#### Source excerpt
**********
Election 2015 Scotland

Election 2015: Labour's Ed Balls lays out differences with SNP

Ed Balls and Jim Murphy
Image caption Scottish Labour leader Jim Murphy was joined on the campaign trail in Scotland by Ed Balls

Labour's Ed Balls has claimed there is a stark choice between a road to a second referendum with the SNP or to a fairer economy with his party in power.

But SNP leader Nicola Sturgeon insisted her party could be trusted and the general election was not a mandate for another independence referendum.

Lib Dem Charles Kennedy said he did not see the necessity of a Labour-SNP deal.

And Scottish Conservative leader Ruth Davidson said voters needed to know what deals might be done.

A new TNS poll published on Monday put support for the SNP at 54%, up two percentage points from the previous TNS poll, which was published on 13 April.

The latest poll had Labour on 22%, down two percentage points. Support for the Conservatives remained unchanged at 13%, while the Liberal Democrats remained on 6%, the Scottish Greens were down one percentage point at 2%, and UKIP were up one percentage point to 2%.

The poll of 1,003 adults in Scotland was conducted between 1 and 19 April, and is the latest in a series to suggest the SNP holds a large lead over Labour in Scotland.

It was published as Mr Balls, who was the shadow chancellor in the last parliament, was in Scotland campaigning with Scottish Labour leader Jim Murphy.
**********
#### Challenges
1 - In the Election 2015 article, return the passage from "Ed Balls and" up to and including "another independence referendum.", word for word.
2 - Does the Election 2015 article agree with each statement? (a) The new TNS poll put SNP support at 54%. (b) Support for the Conservatives rose in the latest poll. (c) The poll surveyed 1,003 adults in Scotland.
**********
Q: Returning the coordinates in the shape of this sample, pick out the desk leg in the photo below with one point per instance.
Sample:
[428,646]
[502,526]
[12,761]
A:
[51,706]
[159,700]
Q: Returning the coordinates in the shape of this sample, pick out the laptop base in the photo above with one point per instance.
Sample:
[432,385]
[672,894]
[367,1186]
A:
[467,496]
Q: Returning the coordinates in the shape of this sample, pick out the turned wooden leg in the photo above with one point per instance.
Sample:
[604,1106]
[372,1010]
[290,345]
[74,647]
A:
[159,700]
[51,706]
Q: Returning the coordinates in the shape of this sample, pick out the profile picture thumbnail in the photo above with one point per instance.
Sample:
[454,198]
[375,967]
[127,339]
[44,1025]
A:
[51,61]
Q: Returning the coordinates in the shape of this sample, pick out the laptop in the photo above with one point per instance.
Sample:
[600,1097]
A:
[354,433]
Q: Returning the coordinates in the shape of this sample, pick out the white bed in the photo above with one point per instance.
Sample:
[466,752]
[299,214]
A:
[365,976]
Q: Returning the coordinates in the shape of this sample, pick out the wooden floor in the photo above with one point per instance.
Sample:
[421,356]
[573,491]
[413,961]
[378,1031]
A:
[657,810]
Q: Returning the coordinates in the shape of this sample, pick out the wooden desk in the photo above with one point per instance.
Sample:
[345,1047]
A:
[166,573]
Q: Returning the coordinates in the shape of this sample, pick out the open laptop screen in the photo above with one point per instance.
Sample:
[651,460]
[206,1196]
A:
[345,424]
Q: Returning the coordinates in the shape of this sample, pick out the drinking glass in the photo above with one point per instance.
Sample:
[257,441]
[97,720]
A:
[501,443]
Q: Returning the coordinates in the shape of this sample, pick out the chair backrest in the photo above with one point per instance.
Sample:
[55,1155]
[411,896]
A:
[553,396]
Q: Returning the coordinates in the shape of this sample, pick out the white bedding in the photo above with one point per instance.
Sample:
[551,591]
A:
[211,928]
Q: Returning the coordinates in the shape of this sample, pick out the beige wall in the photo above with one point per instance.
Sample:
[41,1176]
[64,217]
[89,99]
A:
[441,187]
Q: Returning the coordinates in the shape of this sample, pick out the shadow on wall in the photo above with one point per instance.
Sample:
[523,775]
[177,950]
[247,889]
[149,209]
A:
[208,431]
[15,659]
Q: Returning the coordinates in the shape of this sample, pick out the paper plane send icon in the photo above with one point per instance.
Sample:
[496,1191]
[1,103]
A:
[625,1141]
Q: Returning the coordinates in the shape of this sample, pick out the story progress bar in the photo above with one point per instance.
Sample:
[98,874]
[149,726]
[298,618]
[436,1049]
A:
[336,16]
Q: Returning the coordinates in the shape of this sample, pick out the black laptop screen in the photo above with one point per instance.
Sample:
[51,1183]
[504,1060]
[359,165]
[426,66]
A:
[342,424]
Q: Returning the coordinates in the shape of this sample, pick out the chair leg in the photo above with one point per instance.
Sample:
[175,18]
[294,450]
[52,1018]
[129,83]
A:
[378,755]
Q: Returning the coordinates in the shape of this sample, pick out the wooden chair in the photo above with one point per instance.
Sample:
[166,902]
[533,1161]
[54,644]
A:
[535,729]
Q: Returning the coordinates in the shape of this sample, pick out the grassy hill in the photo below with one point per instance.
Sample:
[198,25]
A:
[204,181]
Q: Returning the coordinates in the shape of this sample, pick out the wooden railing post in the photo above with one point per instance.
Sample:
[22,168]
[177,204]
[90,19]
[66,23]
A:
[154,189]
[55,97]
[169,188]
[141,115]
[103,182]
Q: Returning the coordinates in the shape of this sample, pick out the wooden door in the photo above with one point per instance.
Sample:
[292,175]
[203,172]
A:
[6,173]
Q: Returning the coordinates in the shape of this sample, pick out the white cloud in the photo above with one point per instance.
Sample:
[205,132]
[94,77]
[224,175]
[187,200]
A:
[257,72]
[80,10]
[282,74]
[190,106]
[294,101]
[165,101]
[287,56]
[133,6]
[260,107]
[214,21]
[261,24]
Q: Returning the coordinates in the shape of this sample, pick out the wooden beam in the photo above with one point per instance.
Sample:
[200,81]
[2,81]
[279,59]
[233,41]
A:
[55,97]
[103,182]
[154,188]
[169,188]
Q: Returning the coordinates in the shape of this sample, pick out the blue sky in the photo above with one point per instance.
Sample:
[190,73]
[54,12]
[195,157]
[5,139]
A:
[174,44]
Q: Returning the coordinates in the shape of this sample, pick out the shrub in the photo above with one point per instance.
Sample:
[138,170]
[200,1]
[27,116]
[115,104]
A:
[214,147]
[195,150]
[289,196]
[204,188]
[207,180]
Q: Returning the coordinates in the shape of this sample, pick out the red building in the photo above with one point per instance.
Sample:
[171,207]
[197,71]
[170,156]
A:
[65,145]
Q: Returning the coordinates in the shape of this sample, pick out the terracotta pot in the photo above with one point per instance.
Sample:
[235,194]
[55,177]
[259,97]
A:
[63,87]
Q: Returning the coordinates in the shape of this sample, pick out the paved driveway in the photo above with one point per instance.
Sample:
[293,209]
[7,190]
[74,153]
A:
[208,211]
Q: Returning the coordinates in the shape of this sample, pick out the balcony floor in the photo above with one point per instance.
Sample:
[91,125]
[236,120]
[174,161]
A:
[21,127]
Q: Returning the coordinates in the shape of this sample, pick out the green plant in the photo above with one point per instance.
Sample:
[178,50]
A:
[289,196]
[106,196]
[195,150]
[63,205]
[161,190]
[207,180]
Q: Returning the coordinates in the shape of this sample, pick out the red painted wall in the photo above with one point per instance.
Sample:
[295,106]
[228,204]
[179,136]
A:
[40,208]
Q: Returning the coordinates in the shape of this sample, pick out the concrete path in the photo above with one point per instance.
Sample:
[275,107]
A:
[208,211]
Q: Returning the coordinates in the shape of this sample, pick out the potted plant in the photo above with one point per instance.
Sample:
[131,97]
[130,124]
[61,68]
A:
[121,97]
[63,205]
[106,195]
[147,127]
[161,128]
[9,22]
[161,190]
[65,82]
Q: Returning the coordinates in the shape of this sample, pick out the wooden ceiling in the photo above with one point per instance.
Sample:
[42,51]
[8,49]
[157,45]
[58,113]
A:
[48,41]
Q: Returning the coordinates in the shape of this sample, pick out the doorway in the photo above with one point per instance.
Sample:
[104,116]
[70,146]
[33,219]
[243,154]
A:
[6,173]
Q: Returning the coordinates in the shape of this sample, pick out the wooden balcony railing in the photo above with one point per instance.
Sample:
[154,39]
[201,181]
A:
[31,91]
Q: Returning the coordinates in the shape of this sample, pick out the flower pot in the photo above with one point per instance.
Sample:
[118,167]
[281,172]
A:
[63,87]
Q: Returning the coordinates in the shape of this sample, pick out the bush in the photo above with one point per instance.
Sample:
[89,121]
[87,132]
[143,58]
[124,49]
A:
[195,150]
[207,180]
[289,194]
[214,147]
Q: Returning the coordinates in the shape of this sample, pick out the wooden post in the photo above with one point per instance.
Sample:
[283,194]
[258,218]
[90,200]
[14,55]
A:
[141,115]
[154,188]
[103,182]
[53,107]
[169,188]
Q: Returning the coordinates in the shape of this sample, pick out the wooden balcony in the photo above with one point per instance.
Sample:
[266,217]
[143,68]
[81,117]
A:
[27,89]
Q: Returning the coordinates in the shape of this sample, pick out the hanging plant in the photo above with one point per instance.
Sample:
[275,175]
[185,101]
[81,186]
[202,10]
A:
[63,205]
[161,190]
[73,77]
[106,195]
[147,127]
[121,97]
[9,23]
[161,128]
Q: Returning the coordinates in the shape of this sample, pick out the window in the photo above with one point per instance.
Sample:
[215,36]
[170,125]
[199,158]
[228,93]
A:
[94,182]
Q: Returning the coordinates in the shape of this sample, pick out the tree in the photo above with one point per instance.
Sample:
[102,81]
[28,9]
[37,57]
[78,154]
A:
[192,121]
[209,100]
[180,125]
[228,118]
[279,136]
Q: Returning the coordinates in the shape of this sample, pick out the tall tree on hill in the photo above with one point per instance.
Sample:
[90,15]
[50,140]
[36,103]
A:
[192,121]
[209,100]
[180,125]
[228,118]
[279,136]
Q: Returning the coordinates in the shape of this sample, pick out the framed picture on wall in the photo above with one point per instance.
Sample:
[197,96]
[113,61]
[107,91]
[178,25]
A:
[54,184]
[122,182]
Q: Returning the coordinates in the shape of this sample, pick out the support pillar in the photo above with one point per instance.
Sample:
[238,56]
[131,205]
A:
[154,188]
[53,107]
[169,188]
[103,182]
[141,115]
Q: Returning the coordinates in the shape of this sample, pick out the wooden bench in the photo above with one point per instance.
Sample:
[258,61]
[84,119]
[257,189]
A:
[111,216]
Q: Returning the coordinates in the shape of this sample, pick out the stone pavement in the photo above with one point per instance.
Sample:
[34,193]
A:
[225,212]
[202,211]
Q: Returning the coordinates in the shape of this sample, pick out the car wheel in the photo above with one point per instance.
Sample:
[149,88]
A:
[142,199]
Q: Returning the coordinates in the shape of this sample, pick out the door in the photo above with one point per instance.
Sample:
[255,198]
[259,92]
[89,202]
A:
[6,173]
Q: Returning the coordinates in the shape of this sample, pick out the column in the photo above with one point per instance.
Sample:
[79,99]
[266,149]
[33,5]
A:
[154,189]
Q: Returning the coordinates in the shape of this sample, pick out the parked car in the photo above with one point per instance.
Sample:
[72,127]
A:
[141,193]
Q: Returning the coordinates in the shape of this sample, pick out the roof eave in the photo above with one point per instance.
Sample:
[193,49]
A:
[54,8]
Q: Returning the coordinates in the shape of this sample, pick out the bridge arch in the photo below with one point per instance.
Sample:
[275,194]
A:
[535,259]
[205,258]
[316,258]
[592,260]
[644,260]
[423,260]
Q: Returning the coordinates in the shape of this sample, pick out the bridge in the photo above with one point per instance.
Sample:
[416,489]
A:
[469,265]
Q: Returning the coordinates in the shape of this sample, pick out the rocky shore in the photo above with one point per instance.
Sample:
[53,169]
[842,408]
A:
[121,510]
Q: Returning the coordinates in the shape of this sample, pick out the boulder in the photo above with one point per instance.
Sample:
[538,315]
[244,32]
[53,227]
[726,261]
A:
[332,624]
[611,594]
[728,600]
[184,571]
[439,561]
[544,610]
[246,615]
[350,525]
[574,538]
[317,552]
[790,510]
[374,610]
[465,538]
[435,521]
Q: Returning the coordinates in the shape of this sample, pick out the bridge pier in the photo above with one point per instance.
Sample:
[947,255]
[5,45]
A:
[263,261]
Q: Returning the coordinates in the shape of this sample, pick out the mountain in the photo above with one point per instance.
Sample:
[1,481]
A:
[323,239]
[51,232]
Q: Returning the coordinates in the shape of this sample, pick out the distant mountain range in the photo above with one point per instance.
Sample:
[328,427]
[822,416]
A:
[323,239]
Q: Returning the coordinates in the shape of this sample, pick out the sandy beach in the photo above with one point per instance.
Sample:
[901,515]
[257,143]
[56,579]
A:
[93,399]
**********
#### Responses by task
1 -
Ed Balls and Jim Murphy
Image caption Scottish Labour leader Jim Murphy was joined on the campaign trail in Scotland by Ed Balls

Labour's Ed Balls has claimed there is a stark choice between a road to a second referendum with the SNP or to a fairer economy with his party in power.

But SNP leader Nicola Sturgeon insisted her party could be trusted and the general election was not a mandate for another independence referendum.

2 -
(a) Yes: "A new TNS poll published on Monday put support for the SNP at 54%"
(b) No: "Support for the Conservatives remained unchanged at 13%"
(c) Yes: "The poll of 1,003 adults in Scotland"